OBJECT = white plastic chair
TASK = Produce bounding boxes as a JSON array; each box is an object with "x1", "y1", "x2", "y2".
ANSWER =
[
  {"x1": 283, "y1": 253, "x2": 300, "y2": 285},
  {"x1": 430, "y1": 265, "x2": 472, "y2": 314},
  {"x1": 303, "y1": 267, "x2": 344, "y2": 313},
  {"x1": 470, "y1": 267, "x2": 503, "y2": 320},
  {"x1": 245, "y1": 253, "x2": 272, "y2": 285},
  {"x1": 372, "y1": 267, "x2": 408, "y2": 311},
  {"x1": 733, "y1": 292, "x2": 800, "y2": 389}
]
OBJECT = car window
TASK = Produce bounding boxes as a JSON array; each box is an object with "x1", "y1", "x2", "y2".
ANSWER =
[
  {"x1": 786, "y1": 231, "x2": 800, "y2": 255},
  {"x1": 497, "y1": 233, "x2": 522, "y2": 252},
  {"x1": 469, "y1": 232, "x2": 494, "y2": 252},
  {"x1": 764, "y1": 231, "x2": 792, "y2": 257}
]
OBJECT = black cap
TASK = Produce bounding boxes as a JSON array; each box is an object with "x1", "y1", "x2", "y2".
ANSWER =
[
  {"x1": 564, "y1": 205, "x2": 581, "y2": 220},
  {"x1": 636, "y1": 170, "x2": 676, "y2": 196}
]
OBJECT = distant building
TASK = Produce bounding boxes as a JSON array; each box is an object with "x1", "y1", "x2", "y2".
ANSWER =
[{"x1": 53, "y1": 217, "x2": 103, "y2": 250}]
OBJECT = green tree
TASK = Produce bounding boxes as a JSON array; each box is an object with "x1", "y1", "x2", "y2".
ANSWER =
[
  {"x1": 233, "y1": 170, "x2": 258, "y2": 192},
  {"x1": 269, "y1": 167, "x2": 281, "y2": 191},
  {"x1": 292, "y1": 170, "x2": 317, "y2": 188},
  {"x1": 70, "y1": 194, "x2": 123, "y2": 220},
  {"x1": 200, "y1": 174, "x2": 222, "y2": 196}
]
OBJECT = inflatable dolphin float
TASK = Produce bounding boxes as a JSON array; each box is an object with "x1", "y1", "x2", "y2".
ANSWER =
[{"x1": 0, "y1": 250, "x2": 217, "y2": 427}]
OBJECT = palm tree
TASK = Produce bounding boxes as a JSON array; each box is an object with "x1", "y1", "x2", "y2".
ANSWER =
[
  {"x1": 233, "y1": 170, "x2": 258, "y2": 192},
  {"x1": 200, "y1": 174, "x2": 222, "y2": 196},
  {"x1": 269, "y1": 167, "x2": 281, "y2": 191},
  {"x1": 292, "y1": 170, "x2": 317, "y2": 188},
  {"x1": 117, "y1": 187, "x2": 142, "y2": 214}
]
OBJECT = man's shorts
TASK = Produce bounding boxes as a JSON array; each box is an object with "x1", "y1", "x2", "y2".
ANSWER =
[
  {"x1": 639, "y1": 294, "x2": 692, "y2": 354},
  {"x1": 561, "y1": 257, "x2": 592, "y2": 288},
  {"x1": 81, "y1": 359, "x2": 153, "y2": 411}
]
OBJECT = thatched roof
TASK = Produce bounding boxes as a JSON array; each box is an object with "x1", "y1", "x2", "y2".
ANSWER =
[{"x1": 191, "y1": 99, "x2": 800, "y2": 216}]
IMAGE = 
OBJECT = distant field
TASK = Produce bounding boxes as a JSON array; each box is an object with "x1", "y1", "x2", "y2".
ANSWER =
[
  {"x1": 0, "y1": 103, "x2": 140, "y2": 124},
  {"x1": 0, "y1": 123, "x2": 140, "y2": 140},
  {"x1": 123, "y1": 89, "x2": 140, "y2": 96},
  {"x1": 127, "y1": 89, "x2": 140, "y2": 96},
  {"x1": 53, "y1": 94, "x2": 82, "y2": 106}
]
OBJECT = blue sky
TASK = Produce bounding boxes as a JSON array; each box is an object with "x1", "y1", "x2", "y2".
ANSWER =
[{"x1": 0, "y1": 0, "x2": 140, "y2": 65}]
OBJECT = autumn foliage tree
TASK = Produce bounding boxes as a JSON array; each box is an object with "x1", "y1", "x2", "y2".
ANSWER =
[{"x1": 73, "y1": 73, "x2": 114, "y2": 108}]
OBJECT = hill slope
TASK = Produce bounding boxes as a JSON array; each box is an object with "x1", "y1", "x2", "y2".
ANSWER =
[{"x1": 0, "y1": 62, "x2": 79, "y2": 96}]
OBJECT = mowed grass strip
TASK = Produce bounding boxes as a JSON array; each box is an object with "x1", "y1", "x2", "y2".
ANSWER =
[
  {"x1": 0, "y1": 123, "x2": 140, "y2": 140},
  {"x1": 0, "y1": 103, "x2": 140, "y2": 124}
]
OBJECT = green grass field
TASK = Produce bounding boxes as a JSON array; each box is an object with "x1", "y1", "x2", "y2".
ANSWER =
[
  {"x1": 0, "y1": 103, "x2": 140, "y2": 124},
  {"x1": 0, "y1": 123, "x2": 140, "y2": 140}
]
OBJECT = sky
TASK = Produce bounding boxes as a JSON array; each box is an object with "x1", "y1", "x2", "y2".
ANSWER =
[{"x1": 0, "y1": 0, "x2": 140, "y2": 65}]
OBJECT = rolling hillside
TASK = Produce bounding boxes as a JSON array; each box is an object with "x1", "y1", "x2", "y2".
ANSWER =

+--

WHAT IS NEEDED:
Add 67 to every bounding box coordinate in the answers, and write out the rows again with their requests, starting at the line containing "OBJECT = mowed grass strip" and ending with the last row, both included. Give only those rows.

ANSWER:
OBJECT = mowed grass strip
TASK = Produce bounding boxes as a JSON array; each box is an object with "x1", "y1", "x2", "y2".
ANSWER =
[
  {"x1": 67, "y1": 190, "x2": 207, "y2": 207},
  {"x1": 67, "y1": 170, "x2": 207, "y2": 191}
]
OBJECT = green grass field
TASK = Produce bounding boxes as a JSON array; each box is an object with "x1", "y1", "x2", "y2".
ANSWER =
[
  {"x1": 67, "y1": 170, "x2": 207, "y2": 191},
  {"x1": 67, "y1": 190, "x2": 207, "y2": 207}
]
OBJECT = sky
TASK = Produce bounding boxes as a JSON array; each box is an object with "x1", "y1", "x2", "y2".
ANSWER =
[{"x1": 67, "y1": 67, "x2": 207, "y2": 132}]
OBJECT = rolling hillside
TASK = Produce bounding boxes as a JSON array; each box is an object with "x1", "y1", "x2", "y2".
ANSWER =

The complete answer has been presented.